[start AVAILABLE DATA]

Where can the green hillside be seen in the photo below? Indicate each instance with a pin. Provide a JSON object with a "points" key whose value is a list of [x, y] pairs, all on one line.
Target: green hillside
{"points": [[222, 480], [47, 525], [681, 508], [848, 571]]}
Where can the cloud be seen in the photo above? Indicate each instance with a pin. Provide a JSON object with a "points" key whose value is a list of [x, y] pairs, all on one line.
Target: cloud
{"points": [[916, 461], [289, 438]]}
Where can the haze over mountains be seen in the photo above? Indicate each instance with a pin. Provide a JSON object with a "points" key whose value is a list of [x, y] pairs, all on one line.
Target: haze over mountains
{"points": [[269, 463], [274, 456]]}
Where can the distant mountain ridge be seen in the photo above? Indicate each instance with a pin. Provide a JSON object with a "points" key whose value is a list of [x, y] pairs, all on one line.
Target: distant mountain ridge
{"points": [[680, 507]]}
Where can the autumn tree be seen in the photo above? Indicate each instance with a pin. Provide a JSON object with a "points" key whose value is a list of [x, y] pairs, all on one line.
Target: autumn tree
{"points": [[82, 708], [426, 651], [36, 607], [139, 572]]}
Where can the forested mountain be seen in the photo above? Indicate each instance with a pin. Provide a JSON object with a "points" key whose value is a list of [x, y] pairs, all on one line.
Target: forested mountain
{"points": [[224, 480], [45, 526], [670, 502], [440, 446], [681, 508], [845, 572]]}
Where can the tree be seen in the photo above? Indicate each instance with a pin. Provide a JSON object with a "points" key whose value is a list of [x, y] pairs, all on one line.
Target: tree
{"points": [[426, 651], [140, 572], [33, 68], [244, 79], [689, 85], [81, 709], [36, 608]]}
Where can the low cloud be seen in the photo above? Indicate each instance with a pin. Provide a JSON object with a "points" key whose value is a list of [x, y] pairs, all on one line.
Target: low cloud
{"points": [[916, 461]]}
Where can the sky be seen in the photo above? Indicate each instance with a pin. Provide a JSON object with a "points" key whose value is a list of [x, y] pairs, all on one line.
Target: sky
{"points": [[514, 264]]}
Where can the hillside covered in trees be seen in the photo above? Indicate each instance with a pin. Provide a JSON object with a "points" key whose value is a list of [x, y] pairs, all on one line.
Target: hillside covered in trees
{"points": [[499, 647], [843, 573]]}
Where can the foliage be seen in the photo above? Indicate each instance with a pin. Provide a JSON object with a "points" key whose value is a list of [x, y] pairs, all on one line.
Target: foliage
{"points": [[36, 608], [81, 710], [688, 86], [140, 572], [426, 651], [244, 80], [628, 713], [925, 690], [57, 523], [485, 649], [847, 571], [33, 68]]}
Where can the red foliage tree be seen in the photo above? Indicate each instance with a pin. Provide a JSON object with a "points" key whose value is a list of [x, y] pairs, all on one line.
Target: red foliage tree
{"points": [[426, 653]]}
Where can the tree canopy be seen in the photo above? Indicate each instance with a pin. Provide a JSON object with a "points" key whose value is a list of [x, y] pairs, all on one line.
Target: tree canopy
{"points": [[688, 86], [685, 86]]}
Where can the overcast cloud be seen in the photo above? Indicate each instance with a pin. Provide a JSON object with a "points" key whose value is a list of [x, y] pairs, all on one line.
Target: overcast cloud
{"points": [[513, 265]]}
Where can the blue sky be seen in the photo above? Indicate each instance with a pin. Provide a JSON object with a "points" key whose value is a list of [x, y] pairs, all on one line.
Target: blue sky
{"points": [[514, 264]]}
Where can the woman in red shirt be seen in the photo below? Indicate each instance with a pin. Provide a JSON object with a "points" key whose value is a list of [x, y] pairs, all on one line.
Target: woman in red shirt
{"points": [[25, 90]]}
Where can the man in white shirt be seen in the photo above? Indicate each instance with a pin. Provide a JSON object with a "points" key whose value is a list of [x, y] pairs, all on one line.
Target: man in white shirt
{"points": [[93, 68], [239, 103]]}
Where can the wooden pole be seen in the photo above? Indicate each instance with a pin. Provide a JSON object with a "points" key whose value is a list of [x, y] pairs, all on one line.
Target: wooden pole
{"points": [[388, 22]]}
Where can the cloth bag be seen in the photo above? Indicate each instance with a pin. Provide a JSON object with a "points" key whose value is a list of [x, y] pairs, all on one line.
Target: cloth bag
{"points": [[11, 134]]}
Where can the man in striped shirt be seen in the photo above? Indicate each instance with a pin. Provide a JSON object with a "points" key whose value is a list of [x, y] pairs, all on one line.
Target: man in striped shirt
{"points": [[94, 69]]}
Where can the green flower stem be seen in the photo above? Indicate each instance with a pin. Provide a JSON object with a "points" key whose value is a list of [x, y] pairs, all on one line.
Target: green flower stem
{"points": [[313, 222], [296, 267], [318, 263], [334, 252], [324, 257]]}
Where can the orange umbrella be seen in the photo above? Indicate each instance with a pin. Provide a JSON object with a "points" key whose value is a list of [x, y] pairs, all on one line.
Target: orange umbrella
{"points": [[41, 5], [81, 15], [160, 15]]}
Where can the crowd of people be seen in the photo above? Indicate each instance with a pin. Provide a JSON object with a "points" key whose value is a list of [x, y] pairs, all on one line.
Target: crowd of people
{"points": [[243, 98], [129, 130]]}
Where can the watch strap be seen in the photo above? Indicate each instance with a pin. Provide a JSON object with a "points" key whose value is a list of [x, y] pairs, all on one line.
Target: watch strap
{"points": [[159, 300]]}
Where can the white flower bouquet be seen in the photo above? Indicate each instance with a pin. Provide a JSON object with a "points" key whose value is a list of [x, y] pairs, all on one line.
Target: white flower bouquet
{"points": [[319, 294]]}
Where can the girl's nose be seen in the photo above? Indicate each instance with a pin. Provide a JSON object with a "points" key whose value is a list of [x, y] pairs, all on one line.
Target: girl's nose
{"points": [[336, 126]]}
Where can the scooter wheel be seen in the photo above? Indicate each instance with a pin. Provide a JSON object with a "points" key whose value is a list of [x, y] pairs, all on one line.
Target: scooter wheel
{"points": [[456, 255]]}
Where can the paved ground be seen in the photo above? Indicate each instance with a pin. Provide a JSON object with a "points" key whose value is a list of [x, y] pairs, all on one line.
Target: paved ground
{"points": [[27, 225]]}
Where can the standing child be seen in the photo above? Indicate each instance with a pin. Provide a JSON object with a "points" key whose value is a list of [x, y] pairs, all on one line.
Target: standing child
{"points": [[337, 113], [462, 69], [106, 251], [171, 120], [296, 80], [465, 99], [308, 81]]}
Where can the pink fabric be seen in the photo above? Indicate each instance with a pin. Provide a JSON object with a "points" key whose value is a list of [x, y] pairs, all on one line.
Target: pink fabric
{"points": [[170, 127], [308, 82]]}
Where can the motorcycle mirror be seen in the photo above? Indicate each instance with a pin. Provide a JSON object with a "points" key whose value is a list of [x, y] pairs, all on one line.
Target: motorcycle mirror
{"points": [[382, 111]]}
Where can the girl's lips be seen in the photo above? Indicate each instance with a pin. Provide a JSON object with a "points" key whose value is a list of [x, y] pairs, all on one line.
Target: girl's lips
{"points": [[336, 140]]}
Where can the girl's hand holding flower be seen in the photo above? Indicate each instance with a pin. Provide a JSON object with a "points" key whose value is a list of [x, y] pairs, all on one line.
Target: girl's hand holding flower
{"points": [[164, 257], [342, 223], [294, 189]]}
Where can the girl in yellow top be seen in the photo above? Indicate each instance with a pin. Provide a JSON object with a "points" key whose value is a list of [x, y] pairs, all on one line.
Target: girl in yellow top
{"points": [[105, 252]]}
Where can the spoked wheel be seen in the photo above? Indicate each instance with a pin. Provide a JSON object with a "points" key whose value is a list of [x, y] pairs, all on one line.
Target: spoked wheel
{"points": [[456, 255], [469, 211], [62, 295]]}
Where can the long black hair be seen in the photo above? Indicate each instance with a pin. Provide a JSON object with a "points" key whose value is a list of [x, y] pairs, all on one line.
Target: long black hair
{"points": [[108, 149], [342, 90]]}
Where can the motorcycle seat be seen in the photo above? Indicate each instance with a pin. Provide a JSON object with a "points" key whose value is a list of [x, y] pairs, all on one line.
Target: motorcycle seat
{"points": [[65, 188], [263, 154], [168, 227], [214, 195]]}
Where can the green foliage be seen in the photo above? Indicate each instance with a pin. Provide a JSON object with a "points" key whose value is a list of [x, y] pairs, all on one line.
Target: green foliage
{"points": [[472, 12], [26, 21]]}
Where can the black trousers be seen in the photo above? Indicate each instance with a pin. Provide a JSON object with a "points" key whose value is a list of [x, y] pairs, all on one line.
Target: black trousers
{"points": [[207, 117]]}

[end AVAILABLE DATA]

• _REQUIRED TASK_
Rewrite the lines from the one containing "Where can the foliage" through the one containing "Target: foliage", changing "foliage" to "leaves" and leaving everything else intact.

• _EXERCISE SOLUTION_
Where can the leaves be seen in the photo above? Indicate each instance with a pin. Provide a JSON object with a "points" key whose value is a list of [x, y] pairs, all on one line.
Target: leaves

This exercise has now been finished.